● Do this
Write out the forum question below on moving a local variable from a C++ function word for word, from start to finish.
++++ Page extract ++++
How do you move a local variable from a function in C++?

Question

I understand that C++11 has move operations which are essentially a transfer of ownership. Linked with it is the concept of the rvalue, so that means that if you need to compute temporary values and then copy it, that copy would be very expensive. Like

std::map<string, string> a, b;
std::map<string, string> c = a+b;
// I know that addition doesn't make sense for the maps but just an example. 

So, the compiler first creates a temp map to store the result and then copy constructs the c map out of it.

With move, you can just give the c ownership of this temporary map!

That much I understand, however, I fail to understand when it comes to non-heap members being returned from the functions. For elements which has heap based resources, we can transfer the ownership from the function to the outside and avoid copy, like string. But for data members which are local and don't own something on the heap how does the move make sense in that case? like:

int example()
{
    int a= 7;
    return a;
}

int main()
{
    std::vector<int> temp;
    for (int i=0; i<20; ++i)
++++ Given records ++++
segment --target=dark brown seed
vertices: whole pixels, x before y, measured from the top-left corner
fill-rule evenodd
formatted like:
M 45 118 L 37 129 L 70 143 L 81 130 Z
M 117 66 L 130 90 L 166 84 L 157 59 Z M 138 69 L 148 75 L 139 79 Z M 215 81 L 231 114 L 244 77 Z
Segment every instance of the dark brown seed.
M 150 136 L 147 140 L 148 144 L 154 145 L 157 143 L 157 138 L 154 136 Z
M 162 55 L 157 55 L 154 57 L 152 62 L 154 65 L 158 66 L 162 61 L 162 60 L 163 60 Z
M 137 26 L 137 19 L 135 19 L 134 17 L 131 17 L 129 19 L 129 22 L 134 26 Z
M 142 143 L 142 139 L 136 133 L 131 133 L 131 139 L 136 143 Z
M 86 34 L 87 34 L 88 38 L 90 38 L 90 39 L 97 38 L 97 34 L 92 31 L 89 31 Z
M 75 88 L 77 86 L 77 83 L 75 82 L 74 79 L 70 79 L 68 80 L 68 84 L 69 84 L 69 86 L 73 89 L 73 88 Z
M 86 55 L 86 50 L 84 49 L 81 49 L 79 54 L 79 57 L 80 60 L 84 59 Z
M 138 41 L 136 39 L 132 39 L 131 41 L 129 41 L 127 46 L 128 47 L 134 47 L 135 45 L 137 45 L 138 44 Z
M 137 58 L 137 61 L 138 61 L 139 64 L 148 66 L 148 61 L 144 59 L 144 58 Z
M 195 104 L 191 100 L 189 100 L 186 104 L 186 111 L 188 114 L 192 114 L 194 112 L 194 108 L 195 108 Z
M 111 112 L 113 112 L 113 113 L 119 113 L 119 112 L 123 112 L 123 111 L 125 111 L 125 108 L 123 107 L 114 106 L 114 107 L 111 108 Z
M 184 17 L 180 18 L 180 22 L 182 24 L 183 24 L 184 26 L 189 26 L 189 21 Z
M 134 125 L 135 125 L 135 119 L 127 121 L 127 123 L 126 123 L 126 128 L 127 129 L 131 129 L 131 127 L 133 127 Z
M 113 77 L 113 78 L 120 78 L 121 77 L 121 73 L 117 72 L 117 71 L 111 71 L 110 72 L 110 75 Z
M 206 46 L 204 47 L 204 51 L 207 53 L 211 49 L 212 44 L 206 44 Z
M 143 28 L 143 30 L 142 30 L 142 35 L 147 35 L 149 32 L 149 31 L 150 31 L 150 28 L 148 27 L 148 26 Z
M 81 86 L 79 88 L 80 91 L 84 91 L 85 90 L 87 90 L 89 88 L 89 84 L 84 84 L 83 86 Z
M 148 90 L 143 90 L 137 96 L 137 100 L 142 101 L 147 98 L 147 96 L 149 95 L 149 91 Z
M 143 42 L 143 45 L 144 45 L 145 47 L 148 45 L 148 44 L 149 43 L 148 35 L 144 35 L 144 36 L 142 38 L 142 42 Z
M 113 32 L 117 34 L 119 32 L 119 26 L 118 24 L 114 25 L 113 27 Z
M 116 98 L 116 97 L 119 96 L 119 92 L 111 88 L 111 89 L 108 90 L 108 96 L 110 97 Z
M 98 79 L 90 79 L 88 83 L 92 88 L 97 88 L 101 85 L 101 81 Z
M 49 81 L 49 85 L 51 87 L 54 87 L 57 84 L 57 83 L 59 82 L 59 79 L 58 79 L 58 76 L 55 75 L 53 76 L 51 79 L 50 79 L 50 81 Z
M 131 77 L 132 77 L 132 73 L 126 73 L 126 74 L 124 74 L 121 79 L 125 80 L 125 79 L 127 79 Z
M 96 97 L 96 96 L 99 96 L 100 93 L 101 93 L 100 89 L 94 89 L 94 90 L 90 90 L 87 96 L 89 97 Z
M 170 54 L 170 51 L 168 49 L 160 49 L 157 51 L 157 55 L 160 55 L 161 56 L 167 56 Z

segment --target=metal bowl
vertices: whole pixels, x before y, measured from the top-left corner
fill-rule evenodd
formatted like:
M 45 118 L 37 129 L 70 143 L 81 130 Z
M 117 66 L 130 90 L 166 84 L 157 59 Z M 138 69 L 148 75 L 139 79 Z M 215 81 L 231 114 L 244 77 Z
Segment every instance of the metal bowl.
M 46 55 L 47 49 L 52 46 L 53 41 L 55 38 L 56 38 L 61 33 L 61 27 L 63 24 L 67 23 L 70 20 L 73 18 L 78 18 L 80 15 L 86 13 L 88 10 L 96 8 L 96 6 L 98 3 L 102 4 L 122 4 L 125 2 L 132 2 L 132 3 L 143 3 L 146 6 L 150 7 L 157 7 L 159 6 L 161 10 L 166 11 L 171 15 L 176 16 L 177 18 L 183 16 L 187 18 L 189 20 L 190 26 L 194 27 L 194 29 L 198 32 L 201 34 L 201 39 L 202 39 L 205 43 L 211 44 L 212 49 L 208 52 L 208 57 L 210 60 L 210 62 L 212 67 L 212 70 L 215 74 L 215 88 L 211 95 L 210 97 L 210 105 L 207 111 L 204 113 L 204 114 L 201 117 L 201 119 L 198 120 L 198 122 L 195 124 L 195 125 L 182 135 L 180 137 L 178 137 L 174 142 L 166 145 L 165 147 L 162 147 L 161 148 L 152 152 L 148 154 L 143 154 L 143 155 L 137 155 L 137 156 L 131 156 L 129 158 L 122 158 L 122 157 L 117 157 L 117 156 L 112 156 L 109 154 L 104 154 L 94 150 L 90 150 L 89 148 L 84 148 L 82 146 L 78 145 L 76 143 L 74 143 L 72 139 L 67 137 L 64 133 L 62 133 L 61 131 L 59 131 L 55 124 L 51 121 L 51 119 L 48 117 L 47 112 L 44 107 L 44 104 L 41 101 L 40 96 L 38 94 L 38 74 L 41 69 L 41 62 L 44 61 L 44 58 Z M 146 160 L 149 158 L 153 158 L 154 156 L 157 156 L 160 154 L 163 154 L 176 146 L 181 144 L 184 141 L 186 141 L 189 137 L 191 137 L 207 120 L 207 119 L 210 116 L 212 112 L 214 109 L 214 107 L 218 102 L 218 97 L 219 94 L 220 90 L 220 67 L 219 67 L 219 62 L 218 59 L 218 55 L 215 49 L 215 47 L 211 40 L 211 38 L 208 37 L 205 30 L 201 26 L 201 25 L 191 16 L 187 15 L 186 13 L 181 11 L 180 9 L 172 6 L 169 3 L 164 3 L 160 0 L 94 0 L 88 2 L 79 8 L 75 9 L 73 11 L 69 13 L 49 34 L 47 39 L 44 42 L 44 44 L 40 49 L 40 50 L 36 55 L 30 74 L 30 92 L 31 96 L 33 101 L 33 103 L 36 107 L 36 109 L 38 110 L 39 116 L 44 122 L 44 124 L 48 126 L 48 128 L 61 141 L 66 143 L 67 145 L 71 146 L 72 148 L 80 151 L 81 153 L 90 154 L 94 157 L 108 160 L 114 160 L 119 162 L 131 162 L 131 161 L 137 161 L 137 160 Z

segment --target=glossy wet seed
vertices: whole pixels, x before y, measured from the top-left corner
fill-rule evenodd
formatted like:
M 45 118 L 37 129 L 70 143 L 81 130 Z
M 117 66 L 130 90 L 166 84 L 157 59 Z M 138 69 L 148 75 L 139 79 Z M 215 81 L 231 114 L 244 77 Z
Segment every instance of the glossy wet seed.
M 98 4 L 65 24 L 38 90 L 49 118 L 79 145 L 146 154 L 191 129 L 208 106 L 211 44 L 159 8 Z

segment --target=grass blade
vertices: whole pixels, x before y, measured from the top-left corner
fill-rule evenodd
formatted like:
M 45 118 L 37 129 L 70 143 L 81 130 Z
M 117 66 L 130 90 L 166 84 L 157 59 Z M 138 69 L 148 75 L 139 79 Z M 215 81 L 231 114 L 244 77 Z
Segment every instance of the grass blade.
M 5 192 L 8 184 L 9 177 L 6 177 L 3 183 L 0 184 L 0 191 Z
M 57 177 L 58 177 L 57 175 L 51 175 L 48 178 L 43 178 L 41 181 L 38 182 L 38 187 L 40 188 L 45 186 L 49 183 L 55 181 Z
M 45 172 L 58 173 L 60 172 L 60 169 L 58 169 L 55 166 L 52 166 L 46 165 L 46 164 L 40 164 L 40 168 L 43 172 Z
++++
● Worked answer
How do you move a local variable from a function in C++?

Question

I understand that C++11 has move operations which are essentially a transfer of ownership. Linked with it is the concept of the rvalue, so that means that if you need to compute temporary values and then copy it, that copy would be very expensive. Like

std::map<string, string> a, b;
std::map<string, string> c = a+b;
// I know that addition doesn't make sense for the maps but just an example. 

So, the compiler first creates a temp map to store the result and then copy constructs the c map out of it.

With move, you can just give the c ownership of this temporary map!

That much I understand, however, I fail to understand when it comes to non-heap members being returned from the functions. For elements which has heap based resources, we can transfer the ownership from the function to the outside and avoid copy, like string. But for data members which are local and don't own something on the heap how does the move make sense in that case? like:

int example()
{
    int a= 7;
    return a;
}

int main()
{
    std::vector<int> temp;
    for (int i=0; i<20; ++i)